Collected data entries:
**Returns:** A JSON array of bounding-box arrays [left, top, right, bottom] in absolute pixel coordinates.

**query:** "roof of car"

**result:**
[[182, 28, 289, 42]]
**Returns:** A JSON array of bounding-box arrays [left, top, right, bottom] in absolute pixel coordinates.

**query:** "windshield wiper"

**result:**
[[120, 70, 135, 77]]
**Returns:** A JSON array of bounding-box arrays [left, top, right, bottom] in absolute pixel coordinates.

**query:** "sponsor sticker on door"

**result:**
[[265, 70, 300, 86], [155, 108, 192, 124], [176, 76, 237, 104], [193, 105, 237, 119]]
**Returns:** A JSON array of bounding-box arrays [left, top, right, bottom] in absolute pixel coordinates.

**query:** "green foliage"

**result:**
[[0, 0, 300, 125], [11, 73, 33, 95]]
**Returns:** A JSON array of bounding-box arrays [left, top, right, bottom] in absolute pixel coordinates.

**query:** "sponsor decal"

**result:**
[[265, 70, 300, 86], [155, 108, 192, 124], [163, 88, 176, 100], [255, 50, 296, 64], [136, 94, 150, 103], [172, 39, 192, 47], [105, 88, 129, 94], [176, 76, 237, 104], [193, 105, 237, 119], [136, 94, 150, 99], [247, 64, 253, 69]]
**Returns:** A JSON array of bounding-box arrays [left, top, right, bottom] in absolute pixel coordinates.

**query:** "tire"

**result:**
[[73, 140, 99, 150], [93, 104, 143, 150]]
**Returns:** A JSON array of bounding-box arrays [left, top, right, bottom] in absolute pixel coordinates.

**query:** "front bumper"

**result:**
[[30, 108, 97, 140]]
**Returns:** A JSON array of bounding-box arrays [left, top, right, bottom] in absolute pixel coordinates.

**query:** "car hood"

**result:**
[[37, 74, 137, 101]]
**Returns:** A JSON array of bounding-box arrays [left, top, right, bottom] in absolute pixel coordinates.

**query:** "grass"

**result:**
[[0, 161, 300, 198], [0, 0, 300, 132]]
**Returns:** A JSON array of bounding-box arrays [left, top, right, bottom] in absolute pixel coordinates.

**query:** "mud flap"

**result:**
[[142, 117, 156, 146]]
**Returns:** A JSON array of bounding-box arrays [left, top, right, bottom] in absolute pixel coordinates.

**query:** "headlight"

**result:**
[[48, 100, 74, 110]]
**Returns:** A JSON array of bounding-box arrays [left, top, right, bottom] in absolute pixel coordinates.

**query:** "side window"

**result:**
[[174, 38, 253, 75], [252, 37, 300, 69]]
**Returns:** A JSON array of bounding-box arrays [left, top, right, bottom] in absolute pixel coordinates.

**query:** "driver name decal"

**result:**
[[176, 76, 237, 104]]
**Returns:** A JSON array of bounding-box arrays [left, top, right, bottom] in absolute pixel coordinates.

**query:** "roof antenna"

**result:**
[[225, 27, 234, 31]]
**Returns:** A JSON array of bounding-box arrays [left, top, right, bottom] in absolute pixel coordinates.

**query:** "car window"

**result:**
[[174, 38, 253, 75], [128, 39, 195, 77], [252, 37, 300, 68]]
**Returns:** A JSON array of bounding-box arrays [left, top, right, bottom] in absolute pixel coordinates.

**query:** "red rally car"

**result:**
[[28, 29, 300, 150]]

## What to work on
State how many lines in the material above contain the word "sponsor". Give only the number.

## Response to the exercise
2